» Data
==============================

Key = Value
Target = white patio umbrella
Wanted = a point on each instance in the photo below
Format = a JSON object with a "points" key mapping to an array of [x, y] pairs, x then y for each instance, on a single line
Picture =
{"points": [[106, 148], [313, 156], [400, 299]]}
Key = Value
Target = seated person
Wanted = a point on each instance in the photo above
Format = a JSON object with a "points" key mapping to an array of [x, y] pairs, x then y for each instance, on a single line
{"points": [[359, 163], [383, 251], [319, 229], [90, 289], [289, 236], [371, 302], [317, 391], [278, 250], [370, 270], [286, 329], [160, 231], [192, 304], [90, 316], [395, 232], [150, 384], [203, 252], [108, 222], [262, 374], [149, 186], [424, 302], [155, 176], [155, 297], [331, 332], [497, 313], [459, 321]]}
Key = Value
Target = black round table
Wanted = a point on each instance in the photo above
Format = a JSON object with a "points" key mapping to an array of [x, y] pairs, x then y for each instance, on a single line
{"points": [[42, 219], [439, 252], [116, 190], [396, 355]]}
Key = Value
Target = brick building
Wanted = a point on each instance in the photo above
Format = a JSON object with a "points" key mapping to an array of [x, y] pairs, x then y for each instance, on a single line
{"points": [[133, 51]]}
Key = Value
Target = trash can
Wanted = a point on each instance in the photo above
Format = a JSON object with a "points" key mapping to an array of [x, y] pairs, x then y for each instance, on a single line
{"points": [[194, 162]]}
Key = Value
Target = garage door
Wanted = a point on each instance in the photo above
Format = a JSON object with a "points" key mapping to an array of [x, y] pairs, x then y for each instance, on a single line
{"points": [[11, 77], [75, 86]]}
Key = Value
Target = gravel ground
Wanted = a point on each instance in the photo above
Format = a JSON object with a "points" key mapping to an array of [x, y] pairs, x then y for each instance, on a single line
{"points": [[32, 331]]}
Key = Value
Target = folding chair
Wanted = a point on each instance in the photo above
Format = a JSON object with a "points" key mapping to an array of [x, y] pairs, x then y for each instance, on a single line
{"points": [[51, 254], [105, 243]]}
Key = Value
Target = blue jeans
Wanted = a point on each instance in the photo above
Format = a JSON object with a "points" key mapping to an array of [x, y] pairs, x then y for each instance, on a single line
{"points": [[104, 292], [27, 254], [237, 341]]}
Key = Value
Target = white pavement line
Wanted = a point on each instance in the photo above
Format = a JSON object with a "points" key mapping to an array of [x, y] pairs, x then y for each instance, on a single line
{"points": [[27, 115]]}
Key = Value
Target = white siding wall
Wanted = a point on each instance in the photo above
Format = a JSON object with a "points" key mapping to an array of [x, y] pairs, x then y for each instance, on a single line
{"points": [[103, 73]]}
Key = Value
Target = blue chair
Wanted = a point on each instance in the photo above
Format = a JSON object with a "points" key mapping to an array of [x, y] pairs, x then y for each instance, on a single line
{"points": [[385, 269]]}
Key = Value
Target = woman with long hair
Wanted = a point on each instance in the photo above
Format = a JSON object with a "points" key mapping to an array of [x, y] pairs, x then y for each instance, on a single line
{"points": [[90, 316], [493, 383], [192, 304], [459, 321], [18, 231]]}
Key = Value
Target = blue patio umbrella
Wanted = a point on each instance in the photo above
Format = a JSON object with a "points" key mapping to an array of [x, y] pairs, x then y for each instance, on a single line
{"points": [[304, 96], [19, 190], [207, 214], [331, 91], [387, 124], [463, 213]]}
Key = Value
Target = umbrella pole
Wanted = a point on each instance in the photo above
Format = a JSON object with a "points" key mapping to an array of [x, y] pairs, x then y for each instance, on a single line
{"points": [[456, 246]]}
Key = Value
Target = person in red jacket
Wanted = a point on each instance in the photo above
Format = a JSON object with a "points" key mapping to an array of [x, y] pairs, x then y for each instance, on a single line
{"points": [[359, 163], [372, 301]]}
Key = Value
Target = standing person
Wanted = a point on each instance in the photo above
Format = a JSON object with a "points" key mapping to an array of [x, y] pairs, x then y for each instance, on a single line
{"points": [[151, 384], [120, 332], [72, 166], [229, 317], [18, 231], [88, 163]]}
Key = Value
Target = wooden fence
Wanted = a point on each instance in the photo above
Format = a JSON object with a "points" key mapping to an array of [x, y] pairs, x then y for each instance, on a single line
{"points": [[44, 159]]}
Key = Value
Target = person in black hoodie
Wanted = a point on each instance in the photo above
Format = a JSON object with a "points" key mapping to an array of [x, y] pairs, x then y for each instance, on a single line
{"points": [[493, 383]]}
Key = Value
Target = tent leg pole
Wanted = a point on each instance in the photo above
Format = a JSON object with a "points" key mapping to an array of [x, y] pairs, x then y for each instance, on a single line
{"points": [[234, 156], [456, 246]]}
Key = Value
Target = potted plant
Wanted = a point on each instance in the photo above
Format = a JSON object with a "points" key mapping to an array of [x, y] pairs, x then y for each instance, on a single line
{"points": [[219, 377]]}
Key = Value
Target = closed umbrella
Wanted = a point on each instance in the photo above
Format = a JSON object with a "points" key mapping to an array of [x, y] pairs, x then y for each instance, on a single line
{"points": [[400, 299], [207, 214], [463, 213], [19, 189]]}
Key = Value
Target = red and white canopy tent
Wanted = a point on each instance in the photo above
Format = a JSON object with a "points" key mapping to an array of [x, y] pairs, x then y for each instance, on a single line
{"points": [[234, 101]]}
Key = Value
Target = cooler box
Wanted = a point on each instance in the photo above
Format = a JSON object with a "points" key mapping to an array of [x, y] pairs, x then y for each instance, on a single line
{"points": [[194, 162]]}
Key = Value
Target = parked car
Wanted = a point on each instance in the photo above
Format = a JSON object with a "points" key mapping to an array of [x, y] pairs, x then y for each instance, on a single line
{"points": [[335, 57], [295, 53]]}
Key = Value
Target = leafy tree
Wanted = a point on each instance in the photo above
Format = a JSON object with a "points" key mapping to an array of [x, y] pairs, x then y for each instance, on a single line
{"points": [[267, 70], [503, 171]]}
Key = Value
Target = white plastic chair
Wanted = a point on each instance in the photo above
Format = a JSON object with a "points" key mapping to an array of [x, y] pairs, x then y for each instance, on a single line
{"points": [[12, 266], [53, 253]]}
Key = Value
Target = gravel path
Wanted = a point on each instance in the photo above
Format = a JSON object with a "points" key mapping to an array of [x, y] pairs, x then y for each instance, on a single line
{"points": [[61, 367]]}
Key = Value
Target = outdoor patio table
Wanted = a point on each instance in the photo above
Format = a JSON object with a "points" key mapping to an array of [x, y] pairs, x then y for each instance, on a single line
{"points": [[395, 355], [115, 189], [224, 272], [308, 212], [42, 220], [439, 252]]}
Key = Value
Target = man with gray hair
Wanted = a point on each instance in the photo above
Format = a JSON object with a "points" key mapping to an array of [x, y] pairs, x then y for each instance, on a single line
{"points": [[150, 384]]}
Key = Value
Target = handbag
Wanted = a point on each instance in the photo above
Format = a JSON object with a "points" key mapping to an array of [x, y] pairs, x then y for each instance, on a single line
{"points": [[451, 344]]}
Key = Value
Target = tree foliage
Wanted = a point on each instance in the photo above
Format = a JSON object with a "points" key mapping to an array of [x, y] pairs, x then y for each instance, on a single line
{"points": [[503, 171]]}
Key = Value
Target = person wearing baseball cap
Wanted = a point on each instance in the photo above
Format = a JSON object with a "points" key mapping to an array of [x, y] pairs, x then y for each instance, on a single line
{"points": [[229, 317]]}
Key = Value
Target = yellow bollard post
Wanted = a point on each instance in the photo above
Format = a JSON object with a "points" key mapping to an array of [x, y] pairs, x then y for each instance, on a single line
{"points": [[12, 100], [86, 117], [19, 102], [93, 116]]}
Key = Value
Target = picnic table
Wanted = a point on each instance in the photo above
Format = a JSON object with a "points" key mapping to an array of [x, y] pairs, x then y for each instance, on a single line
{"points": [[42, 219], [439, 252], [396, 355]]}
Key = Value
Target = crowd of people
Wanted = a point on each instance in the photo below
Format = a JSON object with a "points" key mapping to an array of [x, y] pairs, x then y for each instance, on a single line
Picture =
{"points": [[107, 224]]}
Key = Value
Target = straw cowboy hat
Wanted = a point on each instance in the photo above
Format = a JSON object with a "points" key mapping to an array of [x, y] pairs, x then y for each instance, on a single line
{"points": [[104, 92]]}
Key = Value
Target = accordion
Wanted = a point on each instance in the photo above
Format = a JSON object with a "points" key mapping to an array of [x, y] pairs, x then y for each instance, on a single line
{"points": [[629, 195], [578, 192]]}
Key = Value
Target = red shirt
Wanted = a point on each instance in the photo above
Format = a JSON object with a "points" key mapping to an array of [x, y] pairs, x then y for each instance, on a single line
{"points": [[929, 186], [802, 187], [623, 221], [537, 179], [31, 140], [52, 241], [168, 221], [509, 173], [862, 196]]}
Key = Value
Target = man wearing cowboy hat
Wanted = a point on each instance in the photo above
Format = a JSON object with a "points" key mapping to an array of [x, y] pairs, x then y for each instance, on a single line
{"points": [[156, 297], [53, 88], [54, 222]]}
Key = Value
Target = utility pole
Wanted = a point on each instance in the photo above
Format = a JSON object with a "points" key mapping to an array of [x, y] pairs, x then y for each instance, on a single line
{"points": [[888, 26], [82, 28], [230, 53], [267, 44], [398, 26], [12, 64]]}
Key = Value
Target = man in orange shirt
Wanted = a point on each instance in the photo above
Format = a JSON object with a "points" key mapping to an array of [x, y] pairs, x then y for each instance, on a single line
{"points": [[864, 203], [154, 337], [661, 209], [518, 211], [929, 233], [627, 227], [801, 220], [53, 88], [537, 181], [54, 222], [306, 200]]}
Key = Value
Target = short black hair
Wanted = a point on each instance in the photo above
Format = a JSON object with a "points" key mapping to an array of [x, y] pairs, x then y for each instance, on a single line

==============================

» Exercise
Tally the lines in the rows above that contain the word "chair", and reply with that number alone.

» Solved exercise
3